課題項目 1>
提供された抜粋で、主治医が「私」を『鬱病』ではなかったと考えるのはなぜか、抜粋の記述に沿って1〜3文で説明してください。
課題項目 2>
提供された抜粋で、仕事のストレスで鬱病になったと言われるものを、主治医は本来何と呼ぶと述べていますか。

診察室に入ると、何時ものように主治医は、「調子はどうですか?」と訊ねる。私は「まあ、何も変わり無いですけど。」と答えると、主治医も「まあ、先週会ったばっかりだだからね、そうだろう。」と笑顔で答えた。私は、「ここ何日かで音楽を一曲作ったんですよ。」と報告すると、同じ様に趣味が音楽である主治医は「へ〜、聞いてみたいな。」等と言って、お互い、医者と患者の関係を無視した話題で盛り上がった。私は、勿論、作った曲を他人に拝聴して欲しかったので、「メールでMP3のファイル送りましょうか?」と問いかけると、「医者が患者に個人情報を教えられないんだよね。」と主治医はもどかしさと共に答えた。
そんな、病気とは関係の無い歓談で十数分間は費やした後、私は、漸く本題について尋ねた。
「私は『鬱病』だったんですか。入院中に薬を抜いた時は、胸の中に酷い苦しみを覚えたりしていましたが。」と訊ねると、主治医は「たぶん、違うと思う。何か、治りが早すぎるからね。」と答えた。続けて私は、「じゃあアスペルガーでしょうか。」と訊ねると、主治医は「いや、今日話した感じでは、とてもアスペルガーとは言えないね。」と返した。私は、「自分でも感じているんですけど、結局、『単なる甘え』や『精神的な弱さ』だっただけなんじゃないでしょうか。」と聞くと、「う〜ん、『甘え』かどうかは、人の心の中の事だから他人じゃ判断できない。まあ、ここに来ているくらいだから精神的には強い方じゃないんでしょうね。」と主治医は率直に答えた。そして、「本来の『鬱病』っていうのは、何の脈絡も無く、突然症状が出るものなんだよ。そして、薬を投与すれば、直ぐに症状が改善するものなんだ。まあ、実際、私も『鬱病』と診断を下して接してきた患者は何人もいるんだけど、その中でも本来の『鬱病』の人は殆んど居ない。」と主治医は加えた。私は、「そうなんですか。つまり、真正の『鬱病』は、何故か突然脳内のセロトニンが出なくなり、薬でそれが改善されるから単純に治ると言う事ですか。」と感想を漏らした後、
「では良く巷で聞く、『仕事が非常にストレスになって鬱病になった』とか言うあれは何なんですか?」と訊ねると、主治医は「本来そう言うのは、『適応障害』って言うんだよ。」と教えてくれた。私は、「成程、あのアメリカ由来の鬱病の診断基準が、鬱病者を増やしているんですね。」と感想めいた事を呟くと、主治医も「そう、DMSね。あの基準で測ったら、私だって鬱病と呼べるような時は良くあるよ。」と言った。

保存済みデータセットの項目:
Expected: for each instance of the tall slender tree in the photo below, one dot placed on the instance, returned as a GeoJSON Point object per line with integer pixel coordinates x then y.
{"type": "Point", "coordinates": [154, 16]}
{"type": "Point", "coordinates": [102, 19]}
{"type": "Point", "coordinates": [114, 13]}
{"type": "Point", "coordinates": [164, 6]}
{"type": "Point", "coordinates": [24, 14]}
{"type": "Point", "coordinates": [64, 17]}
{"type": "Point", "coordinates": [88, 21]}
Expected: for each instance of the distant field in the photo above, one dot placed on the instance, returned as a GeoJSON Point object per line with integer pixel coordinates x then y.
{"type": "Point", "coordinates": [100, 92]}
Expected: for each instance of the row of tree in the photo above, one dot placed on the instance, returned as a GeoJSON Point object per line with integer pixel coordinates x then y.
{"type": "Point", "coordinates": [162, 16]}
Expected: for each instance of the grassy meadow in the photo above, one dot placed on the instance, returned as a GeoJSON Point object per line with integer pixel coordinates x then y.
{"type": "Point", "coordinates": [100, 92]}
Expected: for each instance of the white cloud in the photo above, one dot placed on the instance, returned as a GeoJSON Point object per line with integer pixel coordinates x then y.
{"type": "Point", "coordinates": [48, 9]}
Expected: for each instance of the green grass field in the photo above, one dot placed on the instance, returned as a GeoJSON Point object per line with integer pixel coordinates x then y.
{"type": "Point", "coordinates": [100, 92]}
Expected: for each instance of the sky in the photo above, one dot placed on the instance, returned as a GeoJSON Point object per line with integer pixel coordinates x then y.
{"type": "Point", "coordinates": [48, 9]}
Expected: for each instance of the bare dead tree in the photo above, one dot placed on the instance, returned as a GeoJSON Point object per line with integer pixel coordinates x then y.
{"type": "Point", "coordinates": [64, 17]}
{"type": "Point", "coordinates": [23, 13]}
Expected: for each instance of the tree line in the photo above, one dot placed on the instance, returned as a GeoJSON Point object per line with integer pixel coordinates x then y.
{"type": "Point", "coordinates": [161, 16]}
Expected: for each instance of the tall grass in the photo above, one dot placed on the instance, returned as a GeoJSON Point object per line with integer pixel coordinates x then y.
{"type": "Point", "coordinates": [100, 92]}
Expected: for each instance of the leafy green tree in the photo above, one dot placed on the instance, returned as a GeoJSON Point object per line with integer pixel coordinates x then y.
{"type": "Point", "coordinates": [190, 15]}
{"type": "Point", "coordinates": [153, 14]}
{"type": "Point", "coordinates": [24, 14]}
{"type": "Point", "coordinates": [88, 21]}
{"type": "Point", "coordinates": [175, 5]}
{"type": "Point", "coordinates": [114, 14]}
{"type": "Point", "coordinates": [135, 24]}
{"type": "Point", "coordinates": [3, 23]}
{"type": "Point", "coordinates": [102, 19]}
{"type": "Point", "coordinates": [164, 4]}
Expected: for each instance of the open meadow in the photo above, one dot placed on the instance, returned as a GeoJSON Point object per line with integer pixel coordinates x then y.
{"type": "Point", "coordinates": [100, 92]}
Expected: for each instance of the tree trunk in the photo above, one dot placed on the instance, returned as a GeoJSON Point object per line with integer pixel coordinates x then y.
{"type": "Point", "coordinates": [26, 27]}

課題の出力 1>
主治医は「たぶん、違うと思う」と答え、その理由として治りが早すぎることを挙げている。

課題の出力 2>
『適応障害』と呼ぶと述べている。